------ Input for this task

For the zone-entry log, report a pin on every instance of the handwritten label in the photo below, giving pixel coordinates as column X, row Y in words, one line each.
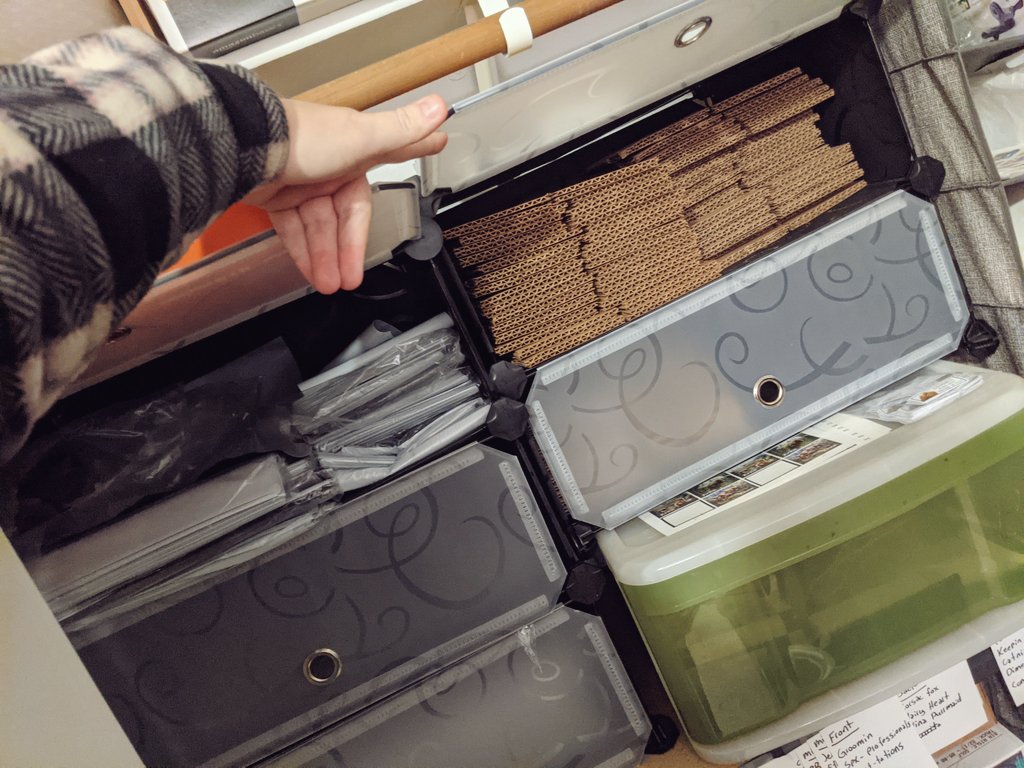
column 880, row 736
column 1010, row 656
column 945, row 708
column 990, row 748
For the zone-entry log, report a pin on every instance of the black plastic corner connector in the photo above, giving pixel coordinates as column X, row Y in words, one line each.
column 585, row 584
column 508, row 420
column 927, row 175
column 980, row 339
column 664, row 734
column 428, row 244
column 865, row 9
column 508, row 379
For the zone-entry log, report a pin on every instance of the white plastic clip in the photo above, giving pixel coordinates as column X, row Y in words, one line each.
column 518, row 34
column 515, row 25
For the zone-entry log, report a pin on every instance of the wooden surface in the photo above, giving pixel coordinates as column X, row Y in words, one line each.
column 444, row 55
column 137, row 16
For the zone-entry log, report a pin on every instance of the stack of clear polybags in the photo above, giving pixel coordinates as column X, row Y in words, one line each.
column 390, row 406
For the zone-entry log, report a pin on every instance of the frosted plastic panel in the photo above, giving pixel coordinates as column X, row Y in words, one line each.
column 642, row 414
column 552, row 694
column 396, row 583
column 614, row 76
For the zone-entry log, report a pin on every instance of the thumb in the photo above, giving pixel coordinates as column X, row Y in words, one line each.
column 387, row 131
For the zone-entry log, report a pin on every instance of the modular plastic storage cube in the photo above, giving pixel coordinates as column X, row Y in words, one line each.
column 633, row 418
column 553, row 693
column 752, row 608
column 357, row 601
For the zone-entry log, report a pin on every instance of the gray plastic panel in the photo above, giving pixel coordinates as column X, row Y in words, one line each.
column 554, row 693
column 642, row 414
column 397, row 583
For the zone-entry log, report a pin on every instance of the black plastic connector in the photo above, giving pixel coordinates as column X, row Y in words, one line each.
column 508, row 420
column 980, row 339
column 585, row 584
column 664, row 734
column 508, row 379
column 865, row 9
column 927, row 175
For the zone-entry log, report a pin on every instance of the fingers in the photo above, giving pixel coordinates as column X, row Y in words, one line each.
column 331, row 142
column 429, row 145
column 293, row 237
column 321, row 223
column 384, row 132
column 327, row 236
column 353, row 207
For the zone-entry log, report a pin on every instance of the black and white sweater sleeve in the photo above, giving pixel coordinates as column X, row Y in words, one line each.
column 115, row 153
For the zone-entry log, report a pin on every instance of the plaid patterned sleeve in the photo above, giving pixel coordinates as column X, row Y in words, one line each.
column 115, row 153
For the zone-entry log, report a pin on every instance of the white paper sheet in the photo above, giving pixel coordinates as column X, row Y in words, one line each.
column 881, row 736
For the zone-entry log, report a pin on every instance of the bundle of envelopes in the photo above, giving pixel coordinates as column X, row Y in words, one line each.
column 390, row 406
column 694, row 199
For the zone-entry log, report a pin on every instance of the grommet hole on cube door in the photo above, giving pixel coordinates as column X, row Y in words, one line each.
column 693, row 32
column 322, row 667
column 769, row 391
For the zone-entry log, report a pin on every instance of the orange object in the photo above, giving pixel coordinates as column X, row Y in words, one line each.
column 237, row 224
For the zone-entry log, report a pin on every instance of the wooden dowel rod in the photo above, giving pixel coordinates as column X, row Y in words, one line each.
column 443, row 55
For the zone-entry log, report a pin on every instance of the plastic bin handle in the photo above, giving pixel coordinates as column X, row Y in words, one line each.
column 443, row 55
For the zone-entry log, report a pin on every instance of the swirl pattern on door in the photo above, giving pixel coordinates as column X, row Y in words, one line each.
column 667, row 401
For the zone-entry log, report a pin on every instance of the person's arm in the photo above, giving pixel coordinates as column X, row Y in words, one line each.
column 115, row 153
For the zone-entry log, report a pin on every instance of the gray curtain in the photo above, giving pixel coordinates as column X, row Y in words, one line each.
column 927, row 75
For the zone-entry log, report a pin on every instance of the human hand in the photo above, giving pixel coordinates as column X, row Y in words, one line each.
column 321, row 205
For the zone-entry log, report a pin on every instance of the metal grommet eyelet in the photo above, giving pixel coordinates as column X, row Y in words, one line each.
column 769, row 391
column 693, row 32
column 322, row 667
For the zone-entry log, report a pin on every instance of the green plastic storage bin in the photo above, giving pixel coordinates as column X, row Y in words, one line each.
column 811, row 584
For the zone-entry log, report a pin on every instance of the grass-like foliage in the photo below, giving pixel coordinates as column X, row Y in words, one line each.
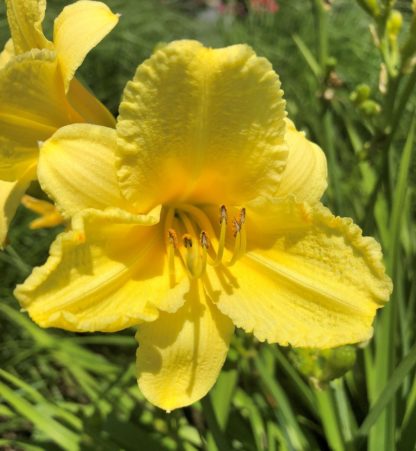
column 353, row 93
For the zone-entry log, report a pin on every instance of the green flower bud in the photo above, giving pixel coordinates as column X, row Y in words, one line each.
column 370, row 108
column 322, row 366
column 394, row 24
column 371, row 6
column 360, row 94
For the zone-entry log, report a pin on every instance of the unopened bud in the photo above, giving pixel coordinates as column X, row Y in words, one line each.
column 394, row 24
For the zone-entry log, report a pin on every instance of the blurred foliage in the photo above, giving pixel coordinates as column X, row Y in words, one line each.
column 347, row 68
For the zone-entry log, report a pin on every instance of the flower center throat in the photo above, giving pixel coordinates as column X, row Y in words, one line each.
column 194, row 241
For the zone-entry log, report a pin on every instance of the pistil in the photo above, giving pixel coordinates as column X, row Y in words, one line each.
column 191, row 221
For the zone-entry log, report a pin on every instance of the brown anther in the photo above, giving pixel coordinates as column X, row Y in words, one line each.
column 236, row 226
column 242, row 216
column 223, row 214
column 173, row 238
column 204, row 240
column 187, row 241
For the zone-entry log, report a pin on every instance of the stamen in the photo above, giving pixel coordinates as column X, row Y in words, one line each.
column 173, row 245
column 223, row 214
column 204, row 245
column 223, row 233
column 240, row 238
column 187, row 240
column 192, row 220
column 242, row 216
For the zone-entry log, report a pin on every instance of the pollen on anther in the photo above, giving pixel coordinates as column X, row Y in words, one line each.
column 204, row 240
column 223, row 214
column 236, row 226
column 187, row 241
column 242, row 216
column 173, row 239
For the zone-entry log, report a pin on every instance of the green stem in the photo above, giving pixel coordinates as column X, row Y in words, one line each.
column 213, row 425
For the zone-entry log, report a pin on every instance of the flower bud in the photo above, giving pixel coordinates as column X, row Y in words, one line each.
column 394, row 24
column 322, row 366
column 360, row 94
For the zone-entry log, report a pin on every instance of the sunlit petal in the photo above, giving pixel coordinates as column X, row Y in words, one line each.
column 88, row 106
column 180, row 355
column 305, row 175
column 78, row 29
column 32, row 107
column 7, row 53
column 107, row 276
column 208, row 122
column 25, row 20
column 76, row 168
column 316, row 282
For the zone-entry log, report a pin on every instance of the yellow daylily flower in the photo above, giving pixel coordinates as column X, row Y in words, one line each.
column 199, row 213
column 38, row 91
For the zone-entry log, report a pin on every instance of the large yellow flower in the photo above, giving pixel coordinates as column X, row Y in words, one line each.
column 200, row 212
column 38, row 91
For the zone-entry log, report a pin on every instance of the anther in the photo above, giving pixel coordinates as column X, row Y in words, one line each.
column 204, row 240
column 242, row 216
column 223, row 214
column 237, row 227
column 173, row 238
column 187, row 241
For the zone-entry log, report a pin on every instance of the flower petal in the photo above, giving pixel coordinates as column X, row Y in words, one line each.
column 305, row 175
column 209, row 123
column 7, row 54
column 76, row 168
column 107, row 276
column 88, row 106
column 316, row 282
column 25, row 20
column 180, row 355
column 78, row 29
column 11, row 194
column 32, row 107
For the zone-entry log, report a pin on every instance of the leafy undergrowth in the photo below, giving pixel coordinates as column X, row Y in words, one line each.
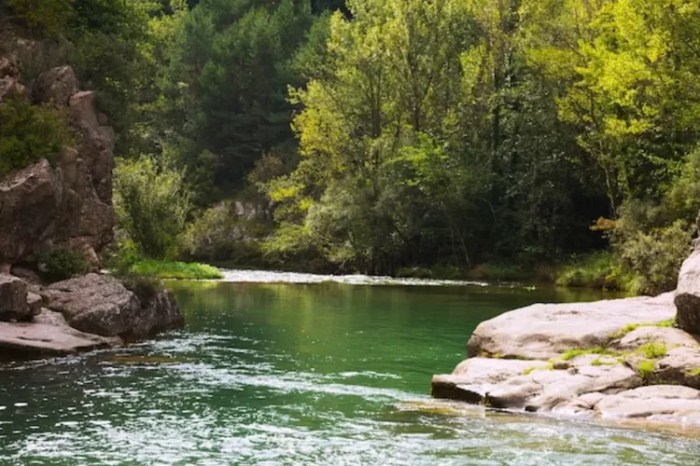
column 174, row 270
column 597, row 270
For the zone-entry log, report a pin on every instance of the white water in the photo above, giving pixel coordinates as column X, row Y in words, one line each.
column 262, row 276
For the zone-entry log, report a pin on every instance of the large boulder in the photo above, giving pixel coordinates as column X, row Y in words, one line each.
column 29, row 200
column 56, row 86
column 68, row 205
column 49, row 334
column 13, row 299
column 100, row 304
column 687, row 298
column 543, row 331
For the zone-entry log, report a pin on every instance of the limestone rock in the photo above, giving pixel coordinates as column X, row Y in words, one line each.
column 28, row 202
column 655, row 402
column 50, row 335
column 687, row 298
column 13, row 299
column 543, row 331
column 100, row 304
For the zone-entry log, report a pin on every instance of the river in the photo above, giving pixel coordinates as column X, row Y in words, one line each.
column 306, row 372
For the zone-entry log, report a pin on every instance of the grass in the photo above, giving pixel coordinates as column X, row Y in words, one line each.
column 548, row 367
column 174, row 270
column 597, row 270
column 653, row 350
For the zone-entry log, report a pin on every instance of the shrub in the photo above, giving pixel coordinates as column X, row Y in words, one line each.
column 151, row 205
column 655, row 256
column 62, row 263
column 29, row 133
column 49, row 16
column 597, row 270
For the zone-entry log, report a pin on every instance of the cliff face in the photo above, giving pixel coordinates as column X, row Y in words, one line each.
column 68, row 205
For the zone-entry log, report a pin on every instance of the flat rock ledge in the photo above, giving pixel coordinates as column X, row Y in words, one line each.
column 80, row 314
column 615, row 360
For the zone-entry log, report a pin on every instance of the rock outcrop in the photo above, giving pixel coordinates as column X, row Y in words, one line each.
column 615, row 360
column 100, row 304
column 688, row 294
column 79, row 314
column 67, row 205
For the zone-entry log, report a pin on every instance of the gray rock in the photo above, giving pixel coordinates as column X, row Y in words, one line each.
column 100, row 304
column 665, row 403
column 13, row 299
column 543, row 331
column 56, row 85
column 687, row 298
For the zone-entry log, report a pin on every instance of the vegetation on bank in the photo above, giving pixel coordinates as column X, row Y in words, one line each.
column 393, row 137
column 174, row 270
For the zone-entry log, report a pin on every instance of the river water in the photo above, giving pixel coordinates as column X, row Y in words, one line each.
column 313, row 371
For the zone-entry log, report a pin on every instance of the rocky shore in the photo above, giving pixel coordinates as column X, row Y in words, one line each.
column 79, row 314
column 625, row 359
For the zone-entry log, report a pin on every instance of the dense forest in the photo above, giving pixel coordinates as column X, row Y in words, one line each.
column 392, row 136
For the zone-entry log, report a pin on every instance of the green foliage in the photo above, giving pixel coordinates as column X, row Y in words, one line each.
column 653, row 350
column 151, row 205
column 29, row 133
column 222, row 234
column 645, row 369
column 146, row 288
column 48, row 16
column 62, row 263
column 597, row 270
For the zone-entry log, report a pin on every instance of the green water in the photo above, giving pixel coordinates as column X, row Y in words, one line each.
column 326, row 374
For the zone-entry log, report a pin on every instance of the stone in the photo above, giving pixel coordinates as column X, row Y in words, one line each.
column 543, row 331
column 664, row 403
column 13, row 299
column 100, row 304
column 50, row 335
column 687, row 297
column 28, row 203
column 34, row 302
column 56, row 86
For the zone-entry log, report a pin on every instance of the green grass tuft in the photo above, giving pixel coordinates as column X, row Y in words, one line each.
column 174, row 270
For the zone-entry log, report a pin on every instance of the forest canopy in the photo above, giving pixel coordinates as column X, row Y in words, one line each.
column 381, row 135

------------

Every line from the one holding "the green water" through the final line of the listing must be echoed exactly; leave out all other lines.

For the zone-entry log, report a pin on every instance of the green water in the photo above, giving pixel coordinates as column X, row Y in words, one line each.
column 326, row 374
For the zone-entry log, report a pin on every instance of the stone in the photo above, giving pixel coordinates as column X, row Y in words, one line each.
column 543, row 331
column 664, row 403
column 13, row 299
column 100, row 304
column 50, row 335
column 687, row 297
column 28, row 203
column 34, row 302
column 56, row 86
For the zone-entry log, report a pin on every instance of the green grass tuft in the photo above, giving pixel coordinates as column X, row Y in words, one line each.
column 174, row 270
For the zone-entry log, report a pin on every instance of the forest canopy in the photo above, giving pixel coordinates as column X, row Y in words, one line each.
column 381, row 135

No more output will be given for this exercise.